"""

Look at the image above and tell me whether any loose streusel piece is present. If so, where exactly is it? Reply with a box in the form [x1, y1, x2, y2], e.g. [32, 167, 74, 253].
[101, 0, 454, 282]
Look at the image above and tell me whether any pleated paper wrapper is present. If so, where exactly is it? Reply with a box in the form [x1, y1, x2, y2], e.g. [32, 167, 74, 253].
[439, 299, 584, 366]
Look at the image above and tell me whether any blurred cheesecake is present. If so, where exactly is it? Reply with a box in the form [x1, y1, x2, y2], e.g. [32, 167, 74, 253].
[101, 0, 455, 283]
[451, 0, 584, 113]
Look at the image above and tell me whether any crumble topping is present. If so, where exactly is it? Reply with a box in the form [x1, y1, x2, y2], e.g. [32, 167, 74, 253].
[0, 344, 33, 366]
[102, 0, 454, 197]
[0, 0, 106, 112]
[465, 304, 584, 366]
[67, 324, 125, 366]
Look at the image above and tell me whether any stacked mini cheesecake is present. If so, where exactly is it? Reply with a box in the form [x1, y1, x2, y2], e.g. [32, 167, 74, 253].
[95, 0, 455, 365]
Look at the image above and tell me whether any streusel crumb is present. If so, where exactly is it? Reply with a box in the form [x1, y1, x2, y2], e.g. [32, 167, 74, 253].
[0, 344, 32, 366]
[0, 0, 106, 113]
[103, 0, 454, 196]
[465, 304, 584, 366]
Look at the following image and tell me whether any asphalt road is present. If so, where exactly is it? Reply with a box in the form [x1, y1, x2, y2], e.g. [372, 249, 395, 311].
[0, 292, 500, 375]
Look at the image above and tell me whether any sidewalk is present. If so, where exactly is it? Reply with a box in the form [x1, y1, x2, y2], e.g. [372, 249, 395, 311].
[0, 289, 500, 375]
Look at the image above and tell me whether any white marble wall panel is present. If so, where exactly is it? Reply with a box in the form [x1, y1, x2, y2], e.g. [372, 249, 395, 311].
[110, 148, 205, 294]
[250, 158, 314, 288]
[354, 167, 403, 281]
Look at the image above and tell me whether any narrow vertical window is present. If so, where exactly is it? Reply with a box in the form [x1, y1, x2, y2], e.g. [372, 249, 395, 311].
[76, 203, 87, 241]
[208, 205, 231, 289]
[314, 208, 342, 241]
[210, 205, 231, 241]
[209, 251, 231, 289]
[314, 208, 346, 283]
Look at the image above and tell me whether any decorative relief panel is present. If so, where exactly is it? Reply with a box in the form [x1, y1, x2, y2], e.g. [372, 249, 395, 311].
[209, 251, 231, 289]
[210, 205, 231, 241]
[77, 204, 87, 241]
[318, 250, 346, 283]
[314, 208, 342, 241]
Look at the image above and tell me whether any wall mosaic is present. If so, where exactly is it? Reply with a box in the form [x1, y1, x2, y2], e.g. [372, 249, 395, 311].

"""

→ Stated task:
Turn every line of the listing above into a numbered list, leaving out any blank lines.

→ Solution for this problem:
1. Look at the image above and tell me whether any loose streusel piece is present. If so, where exactly is it? Reply with a box in the form [x1, y1, x2, y2], e.g. [32, 167, 74, 253].
2. [101, 0, 454, 282]
3. Look at the image above and tell me whether any pleated paper wrapper is present. If so, where exactly is it? Reply with a box in the form [x1, y1, x2, y2], e.g. [32, 167, 74, 253].
4. [439, 299, 584, 366]
5. Look at the image above and tell me whether any blurred cheesecake is present. If so, where exactly is it? Reply with a box in the form [x1, y1, x2, y2], e.g. [32, 167, 74, 253].
6. [101, 0, 455, 283]
7. [451, 0, 584, 113]
8. Look at the image above and tell me whether any crumble topping is present. If so, where exactly is it? Reply with a box in the form [x1, y1, x2, y2], e.g. [32, 167, 74, 253].
9. [0, 344, 33, 366]
10. [102, 0, 454, 197]
11. [0, 0, 106, 112]
12. [465, 304, 584, 366]
13. [67, 324, 125, 366]
14. Look at the image above and tell me whether any stacked mini cheesecake is present. If so, where exactly is it? Reply with a box in the form [x1, y1, x2, y2], e.g. [32, 167, 74, 253].
15. [95, 0, 455, 365]
16. Look at the image above and tell me whether any streusel crumb is present. If so, where exactly is it? Reply with a box in the form [x1, y1, x2, y2], e.g. [32, 167, 74, 253].
17. [0, 344, 32, 366]
18. [0, 0, 106, 113]
19. [103, 0, 454, 196]
20. [465, 304, 584, 366]
21. Look at the following image and tell me whether any asphalt road is present. If so, where exactly is it? Reply with a box in the form [x1, y1, x2, y2], e.g. [372, 249, 395, 311].
22. [0, 292, 500, 375]
23. Look at the image above and tell me whether any sidewalk is present. If so, where exactly is it? Reply with a box in the form [x1, y1, x2, y2], e.g. [372, 249, 395, 311].
24. [0, 289, 500, 375]
25. Look at the image above and tell me whether any white marble wall panel is present. If so, where exactly is it? Reply with a box in the form [x1, y1, x2, y2], e.g. [372, 249, 395, 311].
26. [110, 148, 205, 294]
27. [250, 158, 314, 288]
28. [354, 167, 403, 281]
29. Look at the image above and tell me whether any narrow vertical window is present. If so, where exactly is it? Reply with a box in the form [x1, y1, x2, y2], e.g. [372, 249, 395, 311].
30. [76, 203, 87, 241]
31. [208, 205, 231, 289]
32. [314, 208, 342, 241]
33. [210, 205, 231, 241]
34. [209, 251, 231, 289]
35. [314, 208, 346, 283]
36. Look at the image above and tell me whether any decorative relief panel is present. If so, where exactly is it? Reply with a box in the form [x1, y1, x2, y2], e.g. [372, 249, 395, 311].
37. [209, 251, 231, 289]
38. [210, 205, 231, 241]
39. [77, 204, 87, 241]
40. [318, 250, 346, 283]
41. [314, 208, 342, 241]
42. Look at the image above and tell me whether any wall mosaic is present. If so, where exactly is it? Reply with a box in the form [x1, y1, x2, y2], e.g. [372, 249, 395, 311].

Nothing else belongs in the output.